Playing Movies in a Java 3D World, Part 1
Pages: 1, 2, 3
4. Creating the Movie Screen
JMFMovieScreen is a subclass of Java 3D's Shape3D class, so must
specify a geometry and appearance for its shape.
The geometry is a quadrilateral (quad) with sides proportional to the movie's image size, but with a maximum dimension (width or height) specified as an argument to the constructor. The quad is upright, facing along the +z axis, and can be positioned anywhere on the floor.
The quad's appearance is two-sided, allowing the movie to be seen on the screen's front and back. The texture is smoothed using bilinear interpolation, which greatly reduces the pixelation of the movie image when viewed up close.
Most of this functionality is copied from the ImageCsSeries class
used in the first-person shooter (FPS) example in Chapter 24 of KGPJ.
ImageCsSeries displays a series of GIF images on a quad. For the sake
of brevity, I'll only describe the features of JMFMovieScreen that
differ from ImageCsSeries.
Rendering the Image Efficiently
A frame from the movie is laid over the quad by being converted to a
texture; this is done in two steps: first the supplied BufferedImage
is passed to a Java 3D ImageComponent2D object, and then to a
Java 3D Texture2D.
The updating of the quad's texture occurs quite rapidly: there are 25
frame updates per second, requiring 25 changes to the texture. It's
therefore quite important that the texturing be carried out efficiently.
- - -
### TASKS TO COMPLETE
(1) Rewrite the paragraph of the Java 3D article that begins "The geometry is a quadrilateral" as a short bulleted list that keeps its main facts.
(2) Carry on the Java 3D article after its final sentence, explaining how the texture can be updated efficiently.
- - -
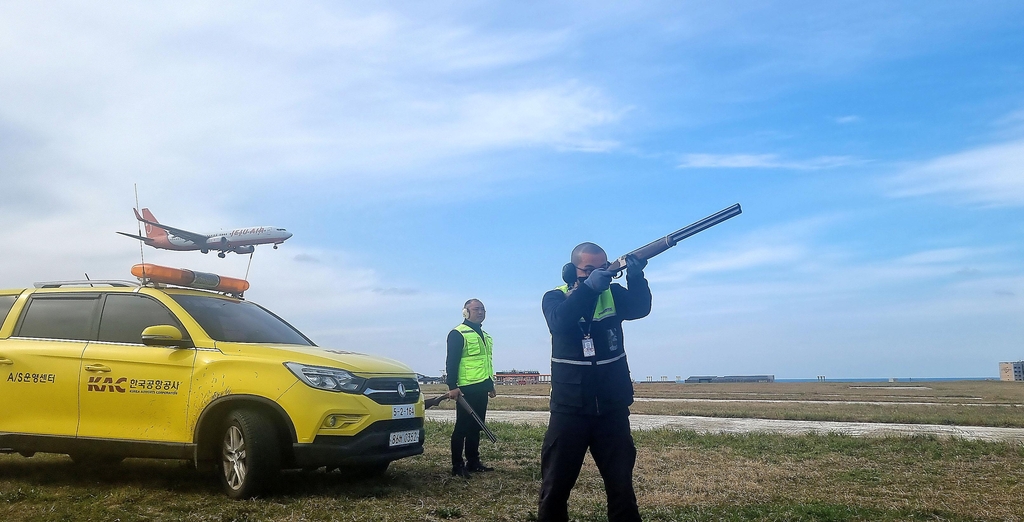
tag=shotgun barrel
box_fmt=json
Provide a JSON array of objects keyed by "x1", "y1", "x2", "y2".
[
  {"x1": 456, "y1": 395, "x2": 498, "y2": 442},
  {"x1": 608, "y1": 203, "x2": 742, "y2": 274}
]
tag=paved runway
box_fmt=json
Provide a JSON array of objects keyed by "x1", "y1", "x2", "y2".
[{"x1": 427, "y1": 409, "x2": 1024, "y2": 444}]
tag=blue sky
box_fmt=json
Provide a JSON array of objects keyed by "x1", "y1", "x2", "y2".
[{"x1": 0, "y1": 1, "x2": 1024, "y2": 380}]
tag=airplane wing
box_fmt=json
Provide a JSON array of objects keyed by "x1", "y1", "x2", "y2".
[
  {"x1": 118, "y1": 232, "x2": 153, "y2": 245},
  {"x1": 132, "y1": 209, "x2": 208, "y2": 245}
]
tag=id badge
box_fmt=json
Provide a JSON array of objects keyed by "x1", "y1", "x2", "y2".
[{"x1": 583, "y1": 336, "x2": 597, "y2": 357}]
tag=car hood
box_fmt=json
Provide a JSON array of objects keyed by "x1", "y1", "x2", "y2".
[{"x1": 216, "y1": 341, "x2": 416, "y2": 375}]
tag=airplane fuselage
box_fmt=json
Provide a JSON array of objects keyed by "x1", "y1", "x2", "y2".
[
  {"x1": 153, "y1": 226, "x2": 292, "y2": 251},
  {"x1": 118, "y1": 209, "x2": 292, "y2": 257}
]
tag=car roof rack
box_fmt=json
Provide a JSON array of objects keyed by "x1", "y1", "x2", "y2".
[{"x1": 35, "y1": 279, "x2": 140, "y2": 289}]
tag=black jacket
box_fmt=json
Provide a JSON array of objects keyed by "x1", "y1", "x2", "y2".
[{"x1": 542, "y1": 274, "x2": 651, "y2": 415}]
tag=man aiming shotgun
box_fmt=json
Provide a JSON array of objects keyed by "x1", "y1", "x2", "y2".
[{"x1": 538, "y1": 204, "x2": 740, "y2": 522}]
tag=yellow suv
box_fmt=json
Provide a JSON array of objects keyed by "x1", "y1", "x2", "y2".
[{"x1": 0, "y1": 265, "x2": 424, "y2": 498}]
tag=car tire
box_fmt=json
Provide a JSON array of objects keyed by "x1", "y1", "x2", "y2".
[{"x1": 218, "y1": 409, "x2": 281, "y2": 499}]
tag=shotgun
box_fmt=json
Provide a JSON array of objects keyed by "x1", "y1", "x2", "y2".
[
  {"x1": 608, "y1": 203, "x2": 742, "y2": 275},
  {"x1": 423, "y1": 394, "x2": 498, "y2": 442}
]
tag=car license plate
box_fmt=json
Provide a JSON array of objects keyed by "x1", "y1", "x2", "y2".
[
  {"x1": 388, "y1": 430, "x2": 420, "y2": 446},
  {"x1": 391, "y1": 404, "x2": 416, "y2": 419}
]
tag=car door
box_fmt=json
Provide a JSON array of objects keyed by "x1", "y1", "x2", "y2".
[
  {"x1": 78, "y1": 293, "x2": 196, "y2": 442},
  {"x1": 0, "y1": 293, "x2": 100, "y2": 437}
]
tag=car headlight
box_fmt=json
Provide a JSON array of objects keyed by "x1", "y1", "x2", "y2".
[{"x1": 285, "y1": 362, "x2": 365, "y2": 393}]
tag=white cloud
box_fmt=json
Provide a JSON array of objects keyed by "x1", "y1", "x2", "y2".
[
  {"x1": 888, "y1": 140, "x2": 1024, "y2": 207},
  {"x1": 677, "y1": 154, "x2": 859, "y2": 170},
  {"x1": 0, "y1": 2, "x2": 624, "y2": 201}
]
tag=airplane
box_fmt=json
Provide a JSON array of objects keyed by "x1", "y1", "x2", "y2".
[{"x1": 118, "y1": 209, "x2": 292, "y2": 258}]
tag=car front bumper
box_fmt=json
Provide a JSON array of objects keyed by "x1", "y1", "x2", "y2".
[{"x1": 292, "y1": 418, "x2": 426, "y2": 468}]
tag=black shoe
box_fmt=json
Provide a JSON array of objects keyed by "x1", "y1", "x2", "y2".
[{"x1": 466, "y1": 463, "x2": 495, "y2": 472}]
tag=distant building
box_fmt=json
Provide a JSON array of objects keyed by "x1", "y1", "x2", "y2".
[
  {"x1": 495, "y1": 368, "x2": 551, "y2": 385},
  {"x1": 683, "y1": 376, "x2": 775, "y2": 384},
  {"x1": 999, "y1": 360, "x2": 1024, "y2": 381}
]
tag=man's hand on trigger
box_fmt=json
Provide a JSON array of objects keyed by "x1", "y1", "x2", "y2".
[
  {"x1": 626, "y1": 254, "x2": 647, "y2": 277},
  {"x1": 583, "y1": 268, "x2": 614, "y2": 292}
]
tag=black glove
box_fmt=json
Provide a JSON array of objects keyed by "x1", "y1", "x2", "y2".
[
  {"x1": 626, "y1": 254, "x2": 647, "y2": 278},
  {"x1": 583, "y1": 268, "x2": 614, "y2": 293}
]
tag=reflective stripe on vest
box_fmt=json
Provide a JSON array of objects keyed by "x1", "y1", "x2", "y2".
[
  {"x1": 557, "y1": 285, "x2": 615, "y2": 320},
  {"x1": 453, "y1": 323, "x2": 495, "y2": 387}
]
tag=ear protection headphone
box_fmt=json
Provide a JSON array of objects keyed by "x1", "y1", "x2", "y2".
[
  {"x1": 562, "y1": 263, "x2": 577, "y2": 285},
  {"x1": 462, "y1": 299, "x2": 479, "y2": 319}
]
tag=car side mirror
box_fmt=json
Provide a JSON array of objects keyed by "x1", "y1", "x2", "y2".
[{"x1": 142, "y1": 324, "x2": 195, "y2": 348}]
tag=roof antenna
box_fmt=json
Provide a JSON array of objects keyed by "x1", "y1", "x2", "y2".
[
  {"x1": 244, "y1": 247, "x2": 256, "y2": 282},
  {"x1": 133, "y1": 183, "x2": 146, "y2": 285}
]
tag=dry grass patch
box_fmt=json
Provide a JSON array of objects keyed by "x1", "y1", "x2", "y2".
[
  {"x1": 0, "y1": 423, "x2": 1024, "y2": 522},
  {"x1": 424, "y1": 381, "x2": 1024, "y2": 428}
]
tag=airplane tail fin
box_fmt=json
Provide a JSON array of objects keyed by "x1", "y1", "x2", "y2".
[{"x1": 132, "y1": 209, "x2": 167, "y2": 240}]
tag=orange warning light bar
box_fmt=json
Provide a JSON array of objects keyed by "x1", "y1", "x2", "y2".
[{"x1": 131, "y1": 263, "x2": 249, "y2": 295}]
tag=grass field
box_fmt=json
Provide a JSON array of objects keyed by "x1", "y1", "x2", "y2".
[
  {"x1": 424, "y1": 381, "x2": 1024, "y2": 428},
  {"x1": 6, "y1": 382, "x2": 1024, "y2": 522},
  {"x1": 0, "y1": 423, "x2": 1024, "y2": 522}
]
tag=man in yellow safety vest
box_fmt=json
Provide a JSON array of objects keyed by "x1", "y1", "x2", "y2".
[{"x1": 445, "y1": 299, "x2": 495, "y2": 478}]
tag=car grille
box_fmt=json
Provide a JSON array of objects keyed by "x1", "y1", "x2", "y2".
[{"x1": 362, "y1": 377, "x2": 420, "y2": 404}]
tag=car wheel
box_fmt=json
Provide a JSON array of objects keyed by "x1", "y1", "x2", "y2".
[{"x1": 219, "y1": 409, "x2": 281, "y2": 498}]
- - -
### RESPONSES
(1)
- The geometry is a quadrilateral (quad) whose sides are proportional to the movie's image size.
- Its maximum dimension (width or height) is set by an argument to the constructor.
- The quad stands upright and faces along the +z axis.
- It can be positioned anywhere on the floor.

(2)
This is possible by ensuring that certain formats are utilized for
the BufferedImage and ImageComponent2D objects.
The ImageComponent2D object used by JMFMovieScreen is declared like so:
ImageComponent2D ic = new ImageComponent2D(
ImageComponent2D.FORMAT_RGB,
FORMAT_SIZE, FORMAT_SIZE, true, true);
The last two arguments of the constructor specify that it uses the "by reference" and "Y-up" modes. These modes reduce the memory needed to store the texture image, since Java 3D will avoid copying the image from application space into graphics memory.
In a Windows OS environment, using OpenGL as the underlying rendering
engine in Java 3D, the ImageComponent2D format should be
ImageComponent2D.FORMAT_RGB (as shown above), and the BufferedImage
format should be BufferedImage.TYPE_3BYTE_BGR. The BufferedImage format
is fixed in JMFSnapper.
More details on this technique, and other performance tips, can be found at j3d.org.
Linking a Texture to the Quad
The usual way of tying a texture (image) to a quad is to link the lower left corner of the texture to the lower left corner of the quad, and specify the other connections in a counter-clockwise direction. This approach is illustrated by Figure 4.
Figure 4. The standard linkage between texture and quad
The texture coordinates range between 0 and 1 along the x- and y- axes, with the y-axis pointing upwards. For example, the lower left corner of the texture uses the coordinate (0,0), and the top right corner is at (1,1).
When the "Y-up" mode is employed, the y-axis of the texture coordinates is reversed, to point downwards. This means that the texture coordinate (0,0) refers to the top left of the texture, while (1,1) refers to the bottom right.
With the "Y-up" mode set, the texture coordinates must be assigned to different points on the quad in order to obtain the same orientation for the image. This new configuration is shown in Figure 5.
Figure 5. The linkage between texture and quad when "Y-up" mode is used
The JMFMovieScreen code that connects the quad points and the texture
coordinates is:
TexCoord2f q = new TexCoord2f();
q.set(0.0f, 0.0f);
plane.setTextureCoordinate(0, 3, q);
// (0,0) tex coord --> top left quad point (p3)
q.set(1.0f, 0.0f);
plane.setTextureCoordinate(0, 2, q);
// (1,0) --> top right (p2)
q.set(1.0f, 1.0f);
plane.setTextureCoordinate(0, 1, q);
// (1,1) --> bottom right (p1)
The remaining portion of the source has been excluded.